> _What is required_
List every line of the rows below as a numbered list, skipping blank lines and leaving out the pictures.

══════════════════════════════

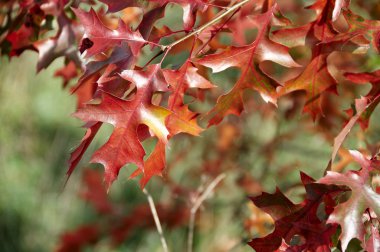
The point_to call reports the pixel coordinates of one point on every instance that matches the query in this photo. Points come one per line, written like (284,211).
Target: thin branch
(156,220)
(203,27)
(166,48)
(206,193)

══════════════════════════════

> _Answer to the task_
1. The point_to call reports the pixel coordinates of one point on every instance that matches the query in this photo. Points come one per line, written like (284,211).
2. Target: thin branch
3. (156,220)
4. (203,27)
5. (166,48)
6. (206,193)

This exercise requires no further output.